Locate each line in the rows below that contains the string "white", treating uppercase and lowercase letters as distinct, and copy every such line in full.

══ Given records ══

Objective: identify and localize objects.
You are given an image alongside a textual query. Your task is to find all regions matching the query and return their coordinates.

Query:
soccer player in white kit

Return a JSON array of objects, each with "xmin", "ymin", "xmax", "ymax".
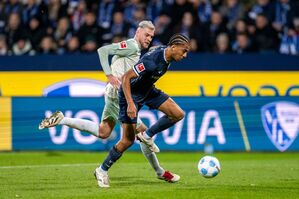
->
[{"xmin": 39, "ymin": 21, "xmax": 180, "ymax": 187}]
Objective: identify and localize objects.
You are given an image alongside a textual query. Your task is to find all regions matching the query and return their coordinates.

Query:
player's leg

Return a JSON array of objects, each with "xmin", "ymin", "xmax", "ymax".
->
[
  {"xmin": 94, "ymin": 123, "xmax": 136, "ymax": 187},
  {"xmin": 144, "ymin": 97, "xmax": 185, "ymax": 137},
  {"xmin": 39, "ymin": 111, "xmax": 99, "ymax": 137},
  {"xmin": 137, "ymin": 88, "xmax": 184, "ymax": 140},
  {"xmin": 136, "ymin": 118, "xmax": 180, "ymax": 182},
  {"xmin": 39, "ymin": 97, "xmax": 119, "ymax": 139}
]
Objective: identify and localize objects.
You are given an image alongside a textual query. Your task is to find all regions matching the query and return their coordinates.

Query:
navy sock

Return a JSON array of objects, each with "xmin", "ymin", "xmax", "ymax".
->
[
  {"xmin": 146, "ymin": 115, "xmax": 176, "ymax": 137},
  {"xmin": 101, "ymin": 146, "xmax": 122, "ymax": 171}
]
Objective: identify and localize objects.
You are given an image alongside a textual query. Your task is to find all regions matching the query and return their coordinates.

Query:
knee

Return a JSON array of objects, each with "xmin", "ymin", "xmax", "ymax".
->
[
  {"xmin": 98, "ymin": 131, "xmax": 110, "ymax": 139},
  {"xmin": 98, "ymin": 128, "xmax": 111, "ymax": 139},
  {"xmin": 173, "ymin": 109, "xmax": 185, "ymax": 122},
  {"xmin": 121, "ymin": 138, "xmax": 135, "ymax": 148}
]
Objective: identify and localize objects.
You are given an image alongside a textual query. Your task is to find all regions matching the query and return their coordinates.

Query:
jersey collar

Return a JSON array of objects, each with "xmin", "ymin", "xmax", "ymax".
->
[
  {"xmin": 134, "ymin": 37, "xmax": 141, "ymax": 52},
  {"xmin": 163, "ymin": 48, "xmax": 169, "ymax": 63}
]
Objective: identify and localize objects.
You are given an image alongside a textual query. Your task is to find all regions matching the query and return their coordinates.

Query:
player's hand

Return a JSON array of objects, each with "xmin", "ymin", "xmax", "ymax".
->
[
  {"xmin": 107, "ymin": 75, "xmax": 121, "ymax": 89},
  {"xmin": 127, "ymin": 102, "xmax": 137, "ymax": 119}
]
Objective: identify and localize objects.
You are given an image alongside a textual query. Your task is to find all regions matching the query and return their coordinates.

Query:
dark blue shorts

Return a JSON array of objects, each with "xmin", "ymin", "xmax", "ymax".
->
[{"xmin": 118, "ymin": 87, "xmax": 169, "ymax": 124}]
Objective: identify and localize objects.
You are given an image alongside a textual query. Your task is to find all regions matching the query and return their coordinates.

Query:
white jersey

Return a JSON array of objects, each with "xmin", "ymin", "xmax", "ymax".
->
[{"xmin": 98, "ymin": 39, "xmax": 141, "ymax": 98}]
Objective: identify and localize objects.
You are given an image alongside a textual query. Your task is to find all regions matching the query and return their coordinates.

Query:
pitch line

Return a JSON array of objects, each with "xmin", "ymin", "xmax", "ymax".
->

═══

> Solution to this task:
soccer player in white kit
white jersey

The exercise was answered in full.